=== Document text ===
· · · · ·
4 thoughts on “This is why I think the culture war will turn bloody”
  1. Seems to me we’re returning to tribalism … although it’s a little different from much of human history. Rural vs urban is a new one, evolutionarily speaking, and it seems to go with dwelling place and worldview as much as simple genetics. But it does have the typical flavor of “if you’re tribe, X is a trajedy; if you’re not, X is a comedy” dehumanization to it. Part of the “not tribe = not human” outlook.

    Re California’s next fire season … I’m just glad we don’t live there any more, and will leave it at that. But I understand the sentiment.

    1. I was going to comment that this is team behavior. If a tragedy happens to your team, it is to be mourned, if it happens to the other team, it is celebrated.

      This is how the stage is set for violent conflict: if the other side is dehumanized, it becomes acceptable to make war against them.
· · · · ·
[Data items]
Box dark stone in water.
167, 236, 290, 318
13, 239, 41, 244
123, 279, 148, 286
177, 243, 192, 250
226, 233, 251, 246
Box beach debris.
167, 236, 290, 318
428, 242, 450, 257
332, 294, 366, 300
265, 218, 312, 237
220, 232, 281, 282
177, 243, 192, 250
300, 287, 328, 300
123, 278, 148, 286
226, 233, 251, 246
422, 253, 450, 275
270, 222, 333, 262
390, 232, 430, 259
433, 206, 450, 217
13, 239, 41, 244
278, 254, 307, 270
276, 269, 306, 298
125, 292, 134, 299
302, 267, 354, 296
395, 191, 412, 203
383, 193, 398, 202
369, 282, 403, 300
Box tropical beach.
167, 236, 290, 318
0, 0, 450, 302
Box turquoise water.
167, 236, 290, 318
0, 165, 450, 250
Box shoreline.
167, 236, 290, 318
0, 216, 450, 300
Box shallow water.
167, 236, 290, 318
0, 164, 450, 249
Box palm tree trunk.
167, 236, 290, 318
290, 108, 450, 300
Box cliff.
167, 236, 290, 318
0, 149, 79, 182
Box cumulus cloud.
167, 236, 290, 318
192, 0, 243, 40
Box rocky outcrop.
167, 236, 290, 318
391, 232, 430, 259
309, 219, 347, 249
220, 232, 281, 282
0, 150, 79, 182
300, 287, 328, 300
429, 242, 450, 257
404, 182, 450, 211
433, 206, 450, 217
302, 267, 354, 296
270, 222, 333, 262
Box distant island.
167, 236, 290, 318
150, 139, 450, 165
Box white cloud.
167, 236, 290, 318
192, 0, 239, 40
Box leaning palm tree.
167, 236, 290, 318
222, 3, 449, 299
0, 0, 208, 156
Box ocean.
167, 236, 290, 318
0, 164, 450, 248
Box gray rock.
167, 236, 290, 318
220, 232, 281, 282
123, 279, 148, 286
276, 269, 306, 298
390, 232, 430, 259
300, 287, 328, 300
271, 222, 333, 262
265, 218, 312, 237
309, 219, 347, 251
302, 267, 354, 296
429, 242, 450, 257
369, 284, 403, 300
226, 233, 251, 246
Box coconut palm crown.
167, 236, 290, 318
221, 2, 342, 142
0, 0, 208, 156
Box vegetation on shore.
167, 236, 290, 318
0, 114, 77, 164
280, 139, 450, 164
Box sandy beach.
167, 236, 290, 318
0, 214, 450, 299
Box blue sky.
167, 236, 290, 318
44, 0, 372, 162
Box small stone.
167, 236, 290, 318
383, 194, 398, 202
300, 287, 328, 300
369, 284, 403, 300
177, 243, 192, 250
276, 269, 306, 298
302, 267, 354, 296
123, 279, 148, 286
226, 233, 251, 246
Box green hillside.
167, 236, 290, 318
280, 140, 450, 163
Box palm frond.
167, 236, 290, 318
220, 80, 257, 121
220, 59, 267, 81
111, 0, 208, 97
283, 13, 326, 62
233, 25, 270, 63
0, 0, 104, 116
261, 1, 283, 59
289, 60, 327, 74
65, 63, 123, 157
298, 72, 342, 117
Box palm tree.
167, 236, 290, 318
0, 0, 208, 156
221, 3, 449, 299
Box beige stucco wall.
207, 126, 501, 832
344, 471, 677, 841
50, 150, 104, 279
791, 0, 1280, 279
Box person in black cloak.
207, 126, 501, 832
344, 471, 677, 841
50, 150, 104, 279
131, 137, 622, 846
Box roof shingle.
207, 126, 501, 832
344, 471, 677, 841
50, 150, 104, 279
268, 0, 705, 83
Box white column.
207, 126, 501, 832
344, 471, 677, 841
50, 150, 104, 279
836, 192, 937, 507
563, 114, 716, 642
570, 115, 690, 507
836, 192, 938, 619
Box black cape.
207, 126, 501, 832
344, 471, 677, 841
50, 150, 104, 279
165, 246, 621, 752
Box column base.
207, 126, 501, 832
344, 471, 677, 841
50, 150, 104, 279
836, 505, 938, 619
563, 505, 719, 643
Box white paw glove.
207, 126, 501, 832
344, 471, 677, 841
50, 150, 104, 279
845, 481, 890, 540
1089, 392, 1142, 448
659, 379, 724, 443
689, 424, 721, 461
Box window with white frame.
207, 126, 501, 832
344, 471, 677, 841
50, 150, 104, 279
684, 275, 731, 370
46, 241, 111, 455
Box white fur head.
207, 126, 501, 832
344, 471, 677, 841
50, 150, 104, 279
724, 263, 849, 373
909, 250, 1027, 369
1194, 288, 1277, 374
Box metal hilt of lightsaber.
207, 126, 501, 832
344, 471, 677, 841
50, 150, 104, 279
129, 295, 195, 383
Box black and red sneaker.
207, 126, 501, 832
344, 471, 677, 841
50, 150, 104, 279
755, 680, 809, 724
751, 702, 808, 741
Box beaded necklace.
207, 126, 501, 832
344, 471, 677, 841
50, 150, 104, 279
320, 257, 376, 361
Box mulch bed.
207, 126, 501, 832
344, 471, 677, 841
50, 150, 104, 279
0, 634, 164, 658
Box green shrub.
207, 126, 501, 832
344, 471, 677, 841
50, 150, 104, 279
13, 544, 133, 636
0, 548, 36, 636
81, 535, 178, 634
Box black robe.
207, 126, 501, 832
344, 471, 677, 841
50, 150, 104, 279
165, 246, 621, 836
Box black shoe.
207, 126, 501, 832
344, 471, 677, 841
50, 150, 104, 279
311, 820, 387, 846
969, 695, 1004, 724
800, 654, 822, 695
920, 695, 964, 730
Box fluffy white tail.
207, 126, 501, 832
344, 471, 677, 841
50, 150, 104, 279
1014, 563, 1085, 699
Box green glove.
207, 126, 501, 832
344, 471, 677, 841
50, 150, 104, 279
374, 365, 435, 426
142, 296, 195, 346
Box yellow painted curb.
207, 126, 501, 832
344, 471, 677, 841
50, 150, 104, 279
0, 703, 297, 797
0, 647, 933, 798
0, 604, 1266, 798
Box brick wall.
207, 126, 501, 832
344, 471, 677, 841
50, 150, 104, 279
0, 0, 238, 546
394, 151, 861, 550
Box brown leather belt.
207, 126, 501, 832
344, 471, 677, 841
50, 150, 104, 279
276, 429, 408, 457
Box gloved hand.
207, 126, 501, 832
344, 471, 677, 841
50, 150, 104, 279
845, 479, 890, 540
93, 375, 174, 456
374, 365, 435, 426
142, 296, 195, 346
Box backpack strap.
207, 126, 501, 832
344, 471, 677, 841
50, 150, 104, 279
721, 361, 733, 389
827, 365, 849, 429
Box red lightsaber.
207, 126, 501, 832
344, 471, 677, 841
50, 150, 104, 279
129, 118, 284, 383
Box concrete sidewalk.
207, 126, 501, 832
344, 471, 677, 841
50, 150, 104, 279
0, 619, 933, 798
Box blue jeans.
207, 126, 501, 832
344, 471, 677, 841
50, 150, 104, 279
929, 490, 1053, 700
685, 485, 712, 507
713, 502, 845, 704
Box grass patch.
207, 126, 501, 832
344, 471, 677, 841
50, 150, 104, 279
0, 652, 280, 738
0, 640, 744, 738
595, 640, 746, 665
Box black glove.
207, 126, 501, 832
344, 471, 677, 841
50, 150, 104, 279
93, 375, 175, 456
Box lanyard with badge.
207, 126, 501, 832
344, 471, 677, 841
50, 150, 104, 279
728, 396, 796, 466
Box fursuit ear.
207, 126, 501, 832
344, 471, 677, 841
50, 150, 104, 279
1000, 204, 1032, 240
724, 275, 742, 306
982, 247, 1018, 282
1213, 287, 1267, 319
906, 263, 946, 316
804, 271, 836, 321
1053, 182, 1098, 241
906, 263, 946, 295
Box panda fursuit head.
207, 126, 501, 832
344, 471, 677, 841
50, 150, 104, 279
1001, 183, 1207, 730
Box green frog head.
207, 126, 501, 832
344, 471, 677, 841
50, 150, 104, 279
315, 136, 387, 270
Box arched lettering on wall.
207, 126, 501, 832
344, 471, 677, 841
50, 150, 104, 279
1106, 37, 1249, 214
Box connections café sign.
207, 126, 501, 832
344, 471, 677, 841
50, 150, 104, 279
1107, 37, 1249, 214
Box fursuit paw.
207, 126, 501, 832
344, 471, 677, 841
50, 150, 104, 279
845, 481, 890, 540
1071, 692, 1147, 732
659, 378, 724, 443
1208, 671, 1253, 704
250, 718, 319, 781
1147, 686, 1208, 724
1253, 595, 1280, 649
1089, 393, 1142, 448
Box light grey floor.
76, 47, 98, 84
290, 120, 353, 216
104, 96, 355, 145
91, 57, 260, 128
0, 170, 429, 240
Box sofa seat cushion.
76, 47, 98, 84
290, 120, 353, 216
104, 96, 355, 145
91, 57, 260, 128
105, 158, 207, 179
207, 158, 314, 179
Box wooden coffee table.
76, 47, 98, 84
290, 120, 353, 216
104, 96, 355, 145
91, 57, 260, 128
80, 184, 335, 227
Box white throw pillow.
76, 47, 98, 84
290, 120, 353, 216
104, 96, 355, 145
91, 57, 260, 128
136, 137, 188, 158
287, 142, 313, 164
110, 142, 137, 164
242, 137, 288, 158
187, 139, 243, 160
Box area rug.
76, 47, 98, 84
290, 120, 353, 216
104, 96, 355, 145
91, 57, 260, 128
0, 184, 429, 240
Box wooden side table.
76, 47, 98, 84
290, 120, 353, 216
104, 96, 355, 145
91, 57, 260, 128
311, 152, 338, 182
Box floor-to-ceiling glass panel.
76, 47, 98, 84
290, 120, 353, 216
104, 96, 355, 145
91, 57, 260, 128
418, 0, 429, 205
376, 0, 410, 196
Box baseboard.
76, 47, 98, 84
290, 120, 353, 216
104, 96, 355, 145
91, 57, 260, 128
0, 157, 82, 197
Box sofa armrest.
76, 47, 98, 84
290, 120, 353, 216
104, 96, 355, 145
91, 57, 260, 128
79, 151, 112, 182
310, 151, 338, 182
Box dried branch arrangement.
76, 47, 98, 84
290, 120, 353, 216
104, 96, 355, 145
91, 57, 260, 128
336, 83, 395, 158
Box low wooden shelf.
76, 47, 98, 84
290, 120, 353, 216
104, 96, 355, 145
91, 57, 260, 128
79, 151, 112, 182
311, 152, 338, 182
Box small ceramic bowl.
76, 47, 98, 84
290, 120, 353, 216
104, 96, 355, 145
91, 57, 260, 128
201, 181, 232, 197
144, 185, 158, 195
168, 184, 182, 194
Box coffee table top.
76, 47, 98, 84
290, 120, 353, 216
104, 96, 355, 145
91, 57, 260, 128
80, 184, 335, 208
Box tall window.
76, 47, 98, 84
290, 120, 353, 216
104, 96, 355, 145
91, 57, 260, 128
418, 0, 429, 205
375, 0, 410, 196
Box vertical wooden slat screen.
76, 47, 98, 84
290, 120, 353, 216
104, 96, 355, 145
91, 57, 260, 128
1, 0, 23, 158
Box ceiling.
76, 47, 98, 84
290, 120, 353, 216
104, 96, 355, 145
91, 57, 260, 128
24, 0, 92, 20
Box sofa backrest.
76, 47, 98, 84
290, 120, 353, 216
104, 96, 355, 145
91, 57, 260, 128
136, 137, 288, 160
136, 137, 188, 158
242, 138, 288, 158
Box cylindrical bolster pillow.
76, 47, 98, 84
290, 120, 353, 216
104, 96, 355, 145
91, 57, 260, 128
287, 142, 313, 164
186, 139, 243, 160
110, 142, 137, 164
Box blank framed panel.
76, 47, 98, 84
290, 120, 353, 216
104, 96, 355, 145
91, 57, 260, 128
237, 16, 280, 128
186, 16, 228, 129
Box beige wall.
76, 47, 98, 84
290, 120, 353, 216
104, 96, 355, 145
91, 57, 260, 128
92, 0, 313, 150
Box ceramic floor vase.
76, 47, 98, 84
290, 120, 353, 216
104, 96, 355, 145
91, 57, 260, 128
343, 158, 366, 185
· · · · ·
=== Task brief ===
Continue the comment thread on why the culture war may turn bloody, picking up after its last reply.

=== Response area ===
      It used to be that the only people who were dehumanizing the other side were the extremists: people like the Klan, Black Panthers, or the ELF. The problem is that this attitude on the left has ceased being the far left and is creeping ever closer to being the attitude of the mainstream left.

  2. These same people who are afraid a Trump signed Bible will burst into flame would gladly hold a torchlight parade culminating in a mass burning of Bibles to protest Christianity.

  3. I’d have Trump sign one of my Bibles, but I’d have him sign the presentation page on the inside, definitely not the cover.

    I also own a copy of the Koran, I suppose I could see if Obama would sign it. Then I’d use it to throw at rats.